(TASK) Starting at the row that contains "mark the region of every instance of the thick" and stopping after the row that contains "562], [0, 564]]", render those rows below as a Markdown table with the columns Row and Content. Number each row and leave out any blank ones.

*** INFORMATION SHOWN ***

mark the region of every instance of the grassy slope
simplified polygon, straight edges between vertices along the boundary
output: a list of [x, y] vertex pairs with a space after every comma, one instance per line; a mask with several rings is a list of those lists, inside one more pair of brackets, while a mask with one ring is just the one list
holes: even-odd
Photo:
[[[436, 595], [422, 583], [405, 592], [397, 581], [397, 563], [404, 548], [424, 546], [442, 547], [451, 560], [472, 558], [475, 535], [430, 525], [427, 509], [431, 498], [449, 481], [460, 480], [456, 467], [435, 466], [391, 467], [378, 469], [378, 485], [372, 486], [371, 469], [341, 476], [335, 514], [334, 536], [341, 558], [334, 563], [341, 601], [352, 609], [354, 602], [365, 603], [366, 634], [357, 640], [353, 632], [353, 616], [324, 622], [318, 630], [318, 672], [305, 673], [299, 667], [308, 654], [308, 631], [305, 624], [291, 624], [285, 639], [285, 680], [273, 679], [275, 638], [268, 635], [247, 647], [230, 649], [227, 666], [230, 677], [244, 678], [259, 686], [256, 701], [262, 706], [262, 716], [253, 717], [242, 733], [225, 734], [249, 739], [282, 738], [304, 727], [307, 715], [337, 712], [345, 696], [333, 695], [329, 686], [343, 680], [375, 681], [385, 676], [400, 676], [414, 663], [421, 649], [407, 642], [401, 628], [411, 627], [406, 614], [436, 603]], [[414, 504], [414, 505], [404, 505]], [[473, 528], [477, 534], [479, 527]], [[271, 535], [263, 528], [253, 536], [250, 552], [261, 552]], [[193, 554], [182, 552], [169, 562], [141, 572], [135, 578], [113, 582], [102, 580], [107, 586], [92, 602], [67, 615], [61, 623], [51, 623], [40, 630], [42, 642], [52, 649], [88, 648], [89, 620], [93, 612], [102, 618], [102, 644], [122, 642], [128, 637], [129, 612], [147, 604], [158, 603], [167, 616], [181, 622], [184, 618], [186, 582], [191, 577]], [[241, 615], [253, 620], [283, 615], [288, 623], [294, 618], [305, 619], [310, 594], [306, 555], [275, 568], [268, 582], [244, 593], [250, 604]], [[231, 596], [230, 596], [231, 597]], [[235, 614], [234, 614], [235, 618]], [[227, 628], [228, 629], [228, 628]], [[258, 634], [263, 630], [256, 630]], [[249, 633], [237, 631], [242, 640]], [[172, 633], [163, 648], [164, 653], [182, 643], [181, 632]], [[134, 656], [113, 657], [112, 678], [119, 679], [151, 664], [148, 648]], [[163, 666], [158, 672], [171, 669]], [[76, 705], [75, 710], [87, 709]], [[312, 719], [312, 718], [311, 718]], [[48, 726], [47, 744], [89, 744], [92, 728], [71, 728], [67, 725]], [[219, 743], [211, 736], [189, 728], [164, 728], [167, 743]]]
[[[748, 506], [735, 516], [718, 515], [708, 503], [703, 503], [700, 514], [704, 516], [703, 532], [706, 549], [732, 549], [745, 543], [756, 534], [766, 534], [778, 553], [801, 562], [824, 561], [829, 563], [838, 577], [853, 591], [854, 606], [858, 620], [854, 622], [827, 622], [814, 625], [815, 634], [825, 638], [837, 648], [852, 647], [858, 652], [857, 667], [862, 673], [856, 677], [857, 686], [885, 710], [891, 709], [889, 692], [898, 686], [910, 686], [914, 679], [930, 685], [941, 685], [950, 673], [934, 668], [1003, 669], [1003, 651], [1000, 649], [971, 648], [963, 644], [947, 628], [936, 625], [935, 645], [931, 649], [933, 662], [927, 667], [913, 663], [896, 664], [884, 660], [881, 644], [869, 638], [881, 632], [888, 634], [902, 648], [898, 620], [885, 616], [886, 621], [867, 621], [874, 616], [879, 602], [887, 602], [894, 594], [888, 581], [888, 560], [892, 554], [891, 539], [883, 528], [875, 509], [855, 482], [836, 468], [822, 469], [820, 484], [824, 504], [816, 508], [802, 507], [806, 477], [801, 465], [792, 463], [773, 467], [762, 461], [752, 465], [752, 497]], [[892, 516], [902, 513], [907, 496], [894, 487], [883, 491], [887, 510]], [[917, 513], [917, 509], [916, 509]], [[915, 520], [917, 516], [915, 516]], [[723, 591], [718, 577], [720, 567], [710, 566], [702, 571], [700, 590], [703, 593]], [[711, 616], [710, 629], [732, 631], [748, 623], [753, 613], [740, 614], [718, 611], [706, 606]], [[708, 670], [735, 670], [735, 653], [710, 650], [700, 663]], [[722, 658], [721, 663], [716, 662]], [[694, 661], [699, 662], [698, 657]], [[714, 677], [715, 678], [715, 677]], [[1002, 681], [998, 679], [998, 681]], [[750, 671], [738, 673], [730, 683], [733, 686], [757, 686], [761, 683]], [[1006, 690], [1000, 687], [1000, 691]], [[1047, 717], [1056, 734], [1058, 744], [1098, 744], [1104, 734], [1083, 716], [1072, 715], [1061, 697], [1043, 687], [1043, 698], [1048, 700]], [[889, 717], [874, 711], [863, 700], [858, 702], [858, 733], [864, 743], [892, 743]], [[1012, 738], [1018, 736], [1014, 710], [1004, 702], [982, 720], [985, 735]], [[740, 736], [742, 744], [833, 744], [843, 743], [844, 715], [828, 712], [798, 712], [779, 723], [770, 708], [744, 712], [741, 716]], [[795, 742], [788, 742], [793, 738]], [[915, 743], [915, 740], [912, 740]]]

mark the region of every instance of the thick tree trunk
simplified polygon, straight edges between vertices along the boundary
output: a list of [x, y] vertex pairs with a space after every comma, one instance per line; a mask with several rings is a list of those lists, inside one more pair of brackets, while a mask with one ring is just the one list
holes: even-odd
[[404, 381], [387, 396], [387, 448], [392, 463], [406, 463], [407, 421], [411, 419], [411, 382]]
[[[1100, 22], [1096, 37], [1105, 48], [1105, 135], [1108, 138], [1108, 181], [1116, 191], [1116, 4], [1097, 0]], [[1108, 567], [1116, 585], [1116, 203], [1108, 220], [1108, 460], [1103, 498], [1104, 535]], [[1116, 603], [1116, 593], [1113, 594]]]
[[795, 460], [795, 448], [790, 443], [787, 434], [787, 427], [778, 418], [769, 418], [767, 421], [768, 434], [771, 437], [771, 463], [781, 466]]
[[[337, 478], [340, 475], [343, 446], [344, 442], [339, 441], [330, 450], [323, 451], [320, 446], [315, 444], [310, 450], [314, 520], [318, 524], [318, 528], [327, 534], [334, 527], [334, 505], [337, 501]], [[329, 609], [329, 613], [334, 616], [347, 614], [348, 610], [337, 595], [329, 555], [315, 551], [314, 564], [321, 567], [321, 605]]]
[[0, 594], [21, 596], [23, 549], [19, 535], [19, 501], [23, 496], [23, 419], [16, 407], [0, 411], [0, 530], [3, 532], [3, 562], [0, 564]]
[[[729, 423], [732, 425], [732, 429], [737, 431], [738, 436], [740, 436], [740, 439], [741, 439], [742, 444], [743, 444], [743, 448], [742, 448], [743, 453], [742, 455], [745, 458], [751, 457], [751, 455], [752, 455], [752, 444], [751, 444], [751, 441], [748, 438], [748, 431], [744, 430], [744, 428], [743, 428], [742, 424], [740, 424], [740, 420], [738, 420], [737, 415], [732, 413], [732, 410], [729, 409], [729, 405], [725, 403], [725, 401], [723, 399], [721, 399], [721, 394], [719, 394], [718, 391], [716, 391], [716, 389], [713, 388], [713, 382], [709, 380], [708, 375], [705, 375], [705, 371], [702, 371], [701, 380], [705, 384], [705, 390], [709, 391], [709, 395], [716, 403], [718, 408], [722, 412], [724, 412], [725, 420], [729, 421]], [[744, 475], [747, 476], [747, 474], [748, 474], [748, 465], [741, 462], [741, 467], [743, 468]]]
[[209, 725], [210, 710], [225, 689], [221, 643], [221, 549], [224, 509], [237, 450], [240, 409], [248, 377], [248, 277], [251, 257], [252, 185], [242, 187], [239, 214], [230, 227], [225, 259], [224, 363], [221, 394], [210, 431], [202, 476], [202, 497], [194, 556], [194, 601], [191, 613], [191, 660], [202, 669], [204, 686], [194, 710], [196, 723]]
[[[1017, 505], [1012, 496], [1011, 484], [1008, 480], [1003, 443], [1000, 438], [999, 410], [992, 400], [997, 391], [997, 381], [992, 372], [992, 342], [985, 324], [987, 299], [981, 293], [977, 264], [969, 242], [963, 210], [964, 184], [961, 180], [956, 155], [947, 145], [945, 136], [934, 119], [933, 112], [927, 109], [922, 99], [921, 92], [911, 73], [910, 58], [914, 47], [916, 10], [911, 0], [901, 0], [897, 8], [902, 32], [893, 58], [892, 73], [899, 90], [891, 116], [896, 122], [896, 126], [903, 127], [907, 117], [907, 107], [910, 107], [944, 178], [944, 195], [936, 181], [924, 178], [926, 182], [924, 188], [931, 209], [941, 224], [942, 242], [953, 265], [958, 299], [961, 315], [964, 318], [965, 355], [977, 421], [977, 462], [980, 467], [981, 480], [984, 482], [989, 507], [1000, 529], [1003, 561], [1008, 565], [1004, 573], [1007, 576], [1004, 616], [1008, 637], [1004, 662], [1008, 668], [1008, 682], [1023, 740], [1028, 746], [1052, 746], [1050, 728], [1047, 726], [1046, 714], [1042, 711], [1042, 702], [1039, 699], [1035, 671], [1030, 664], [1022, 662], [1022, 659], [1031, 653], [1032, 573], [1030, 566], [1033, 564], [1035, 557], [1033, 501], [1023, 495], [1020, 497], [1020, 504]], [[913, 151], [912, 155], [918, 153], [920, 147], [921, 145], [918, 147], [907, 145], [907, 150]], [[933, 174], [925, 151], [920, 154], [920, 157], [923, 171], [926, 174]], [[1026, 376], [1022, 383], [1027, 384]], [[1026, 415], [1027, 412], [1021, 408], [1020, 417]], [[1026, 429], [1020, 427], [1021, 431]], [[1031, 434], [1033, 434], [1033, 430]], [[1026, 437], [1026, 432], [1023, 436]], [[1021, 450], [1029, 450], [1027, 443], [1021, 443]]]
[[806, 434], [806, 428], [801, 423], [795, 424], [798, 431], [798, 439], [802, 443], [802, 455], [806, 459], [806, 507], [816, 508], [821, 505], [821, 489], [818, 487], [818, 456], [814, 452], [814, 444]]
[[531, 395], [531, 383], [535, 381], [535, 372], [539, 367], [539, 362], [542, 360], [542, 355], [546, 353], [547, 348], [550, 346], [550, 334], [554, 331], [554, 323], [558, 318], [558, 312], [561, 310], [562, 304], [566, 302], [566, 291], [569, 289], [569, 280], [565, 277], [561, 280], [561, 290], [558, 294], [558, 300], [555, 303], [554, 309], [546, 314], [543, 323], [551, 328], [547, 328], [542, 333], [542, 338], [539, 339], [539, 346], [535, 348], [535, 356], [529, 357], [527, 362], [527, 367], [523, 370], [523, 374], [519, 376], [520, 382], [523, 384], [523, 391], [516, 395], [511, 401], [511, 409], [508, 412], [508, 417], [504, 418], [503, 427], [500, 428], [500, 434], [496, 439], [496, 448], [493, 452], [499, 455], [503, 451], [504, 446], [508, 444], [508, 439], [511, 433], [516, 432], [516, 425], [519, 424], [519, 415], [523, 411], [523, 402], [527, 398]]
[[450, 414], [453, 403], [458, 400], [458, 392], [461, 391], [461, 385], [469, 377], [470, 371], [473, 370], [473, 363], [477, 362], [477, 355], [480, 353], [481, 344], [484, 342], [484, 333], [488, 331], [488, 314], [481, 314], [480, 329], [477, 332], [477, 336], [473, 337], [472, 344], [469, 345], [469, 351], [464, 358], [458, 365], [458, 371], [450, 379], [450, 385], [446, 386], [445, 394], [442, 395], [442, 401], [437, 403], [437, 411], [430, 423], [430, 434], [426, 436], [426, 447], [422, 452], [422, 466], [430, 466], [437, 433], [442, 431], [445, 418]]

***

(THE REPLY)
| Row | Content |
|---|---|
| 1 | mark the region of every instance of the thick tree trunk |
| 2 | simplified polygon, straight edges between vertices along the boundary |
| 3 | output: a list of [x, y] vertex pairs with a space after every comma, one instance per line; a mask with several rings is a list of those lists, inside one more pair of brackets, while a mask with one ring is just the one list |
| 4 | holes: even-odd |
| 5 | [[404, 381], [387, 396], [387, 448], [392, 463], [406, 463], [407, 421], [411, 419], [411, 382]] |
| 6 | [[[1100, 22], [1096, 37], [1105, 48], [1105, 135], [1108, 138], [1108, 181], [1116, 191], [1116, 4], [1097, 0]], [[1108, 567], [1116, 585], [1116, 203], [1108, 220], [1108, 460], [1103, 498], [1104, 535]], [[1116, 603], [1116, 593], [1113, 594]]] |
| 7 | [[795, 460], [795, 448], [790, 443], [787, 434], [787, 427], [778, 418], [769, 418], [767, 421], [768, 434], [771, 437], [771, 463], [781, 466]] |
| 8 | [[[337, 478], [340, 475], [343, 446], [344, 442], [339, 441], [330, 450], [323, 451], [320, 446], [315, 444], [310, 450], [314, 520], [318, 524], [318, 528], [327, 534], [334, 527], [334, 505], [337, 501]], [[329, 609], [329, 613], [334, 616], [347, 614], [348, 610], [337, 595], [329, 555], [315, 551], [314, 564], [321, 567], [321, 605]]] |
| 9 | [[0, 594], [21, 596], [23, 549], [19, 535], [19, 501], [23, 496], [23, 419], [16, 407], [0, 411], [0, 530], [3, 532], [3, 562], [0, 564]] |